• _Extrait à lire_:
▼

Est-ce que nous ramenons d’après cela le devoir à l’intérêt ? Oui et non. Le monde moral se couronne du rayonnement de la raison, et toute la moralité de l’homme consiste à se préoccuper persévéramment de son propre bien, à tourner à son profit tout ce qui arrive, mais en tant qu’il est un être raisonnable : c’est la part d’intérêt que contient la carrière morale. Cependant cette sollicitude intéressée, que les plus sages portent au progrès de la raison en eux, parvenue à son plus haut point de développement, finit par consumer l’égoïsme et se métamorphoser en dévouement au bien commun : on est d’autant plus raisonnable en effet, on est et on vit d’autant plus, qu’on perd sa personnalité dans le noble souci des destinées générales de l’humanité ; si l’intérêt prélude à la sagesse, les pensées et les résolutions inspirées par l’impersonnelle raison lui donnent son dernier achèvement.

Si nous voulons entendre la nature du droit, notre meilleur parti est encore de descendre du ciel sur la terre. Le droit, fait individuel, ne se tire pas du devoir ; droit et devoir sont deux faits contemporains, qui s’engendrent l’un et l’autre de : facultés que nous avons de penser, de parler, d’aimer et de vouloir. Quant au droit dont s’intéressent les peuples, il est le raisonnable prenant possession de la chose publique.

▲

• _Lignes de données_:
▼

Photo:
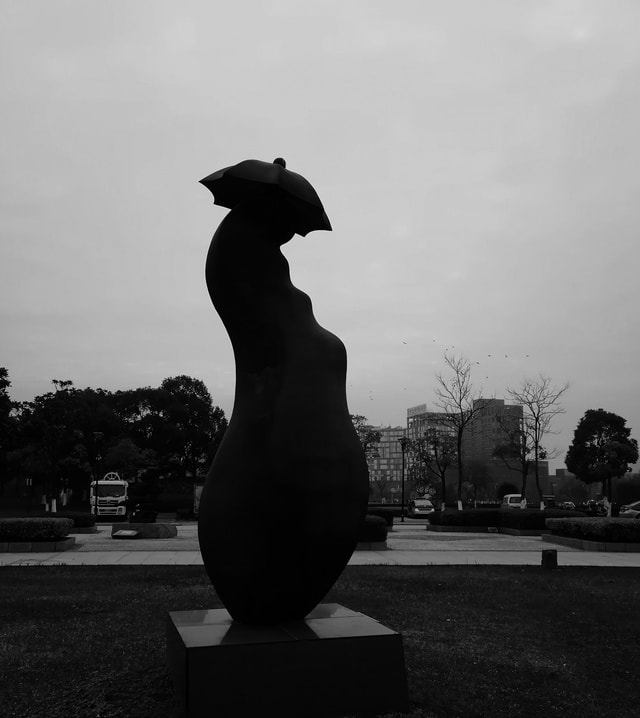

▲

• _Consigne_:
Recopiez mot pour mot le passage de l'extrait à lire qui commence aux mots « Si nous voulons » et s'arrête après « la chose publique. ». Vous pouvez laisser de côté les lignes de données.

• _Résultat_:
Si nous voulons entendre la nature du droit, notre meilleur parti est encore de descendre du ciel sur la terre. Le droit, fait individuel, ne se tire pas du devoir ; droit et devoir sont deux faits contemporains, qui s’engendrent l’un et l’autre de : facultés que nous avons de penser, de parler, d’aimer et de vouloir. Quant au droit dont s’intéressent les peuples, il est le raisonnable prenant possession de la chose publique.